== EXCERPTED TEXT ==

It’s March 6, 1971 — a Saturday, as it happens — and the world is rotating in its typically manic and unpredictable fashion.
In Montreal, many are still without power and digging out after the so-called Storm of the Century two days before. The storm brought a record one-day total of almost 17 inches of snow, as well as hurricane-force winds.
In New York City, Muhammad Ali and Joe Frazier are in the final stages of preparation for the so-called Fight of the Century, two days in the future.
Elsewhere in New York, a coin collection built by former President John Quincy Adams and his descendants is sold at auction.
In Cambridge, Massachusetts, a group of women marching for International Women’s Day take over a Harvard University building. They will occupy it for more than a week.
In Mexico, New York — it’s near Oswego — buzzworthy news topics for the week include socialized medicine; “pot parties” in Vietnam; Miss Letts, the “very pretty teacher of the month;” and the mutilation of wild deer by loose dogs.
In Dublin, Ireland, Led Zeppelin plays a gig at the National Boxing Stadium. The show is most notable for the second performance of an epic new tune introduced the night before in Belfast. It’s called “Stairway to Heaven.”
Elsewhere in the music world, Black Sabbath plays Pirates World in Dania Park, Florida; Elton John plays the University of Leicester in England; Ted Nugent and the Amboy Dukes play a theater in Birmingham, Michigan; the Rolling Stones play in Coventry, England; Big Brother and the Holding Company, soldiering on without Janis Joplin, play Shasta College in Redding, California; and the Staple Singers perform in Accra, Ghana.
In Seattle, Washington, the third U.S. Navy ship to bear the name USS Trenton is commissioned.
On TVs across America, the syndicated show “Celebrity Bowling” features Morey Amsterdam and Jack Carter joining forces against Dick Gaultier and Richard Roundtree.
In Davenport, Iowa, 18-year-old Judith Haeker is murdered in her apartment. The case remains unsolved.
In Lansing, Michigan, a record crowd of 4,134 fans sees the Michigan State Spartans hockey team knock off archrival Michigan in overtime.
Another intense rivalry plays out in Leeds, U.K., where Leeds United and Derby County — whose managers, Don Revie and Brian Clough, do not much care for one another — play in Leeds. The home team wins 1-0.
In Harrison, Arkansas, a small plane piloted by a professional orthodontist crashes, killing all six people on board. A legal case related to the doctor’s insurance coverage later reaches the U.S. Court of Appeals, Eighth Circuit.

===

• TASK 1:
Please summarize the text about March 6, 1971 in two sentences.
• TASK 2:
In the text about March 6, 1971, what size was the crowd at the Michigan State hockey game in Lansing?
• TASK 3:
According to the text about March 6, 1971, why is Led Zeppelin's Dublin show notable? Answer in one sentence.
The records aren't needed for any of the work here.

== RECORDS SUPPLIED ==

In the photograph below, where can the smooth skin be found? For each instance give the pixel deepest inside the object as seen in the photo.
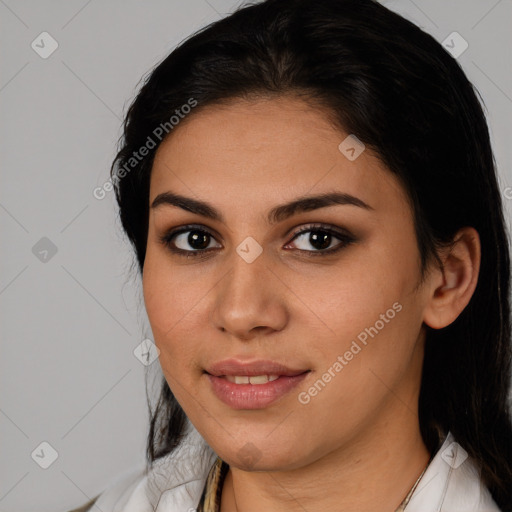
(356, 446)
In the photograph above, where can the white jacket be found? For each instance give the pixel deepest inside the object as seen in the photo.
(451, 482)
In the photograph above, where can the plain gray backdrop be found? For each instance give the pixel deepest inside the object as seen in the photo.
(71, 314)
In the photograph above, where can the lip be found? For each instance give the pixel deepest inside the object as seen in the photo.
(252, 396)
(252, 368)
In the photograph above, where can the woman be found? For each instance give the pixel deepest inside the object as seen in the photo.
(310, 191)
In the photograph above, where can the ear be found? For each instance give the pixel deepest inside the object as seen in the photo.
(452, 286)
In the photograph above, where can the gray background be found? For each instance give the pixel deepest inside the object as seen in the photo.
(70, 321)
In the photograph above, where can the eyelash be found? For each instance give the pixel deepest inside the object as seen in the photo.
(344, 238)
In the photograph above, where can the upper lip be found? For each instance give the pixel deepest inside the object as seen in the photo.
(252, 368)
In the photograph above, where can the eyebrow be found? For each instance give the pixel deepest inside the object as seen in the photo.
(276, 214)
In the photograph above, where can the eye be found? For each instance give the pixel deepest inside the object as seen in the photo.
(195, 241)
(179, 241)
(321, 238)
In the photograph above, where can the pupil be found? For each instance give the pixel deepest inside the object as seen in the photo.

===

• YOUR SOLUTION 1:
On March 6, 1971, Montreal was digging out from a record snowstorm, Muhammad Ali and Joe Frazier were preparing for their fight in New York, and women marching for International Women's Day took over a Harvard University building. That same day, Led Zeppelin gave the second performance of "Stairway to Heaven" in Dublin, many other acts played shows around the world, and events ranged from a Navy ship commissioning in Seattle to an unsolved murder in Iowa and a fatal plane crash in Arkansas.

• YOUR SOLUTION 2:
A record crowd of 4,134 fans.

• YOUR SOLUTION 3:
The Dublin show is most notable as the second performance of "Stairway to Heaven," an epic new song the band had introduced the night before in Belfast.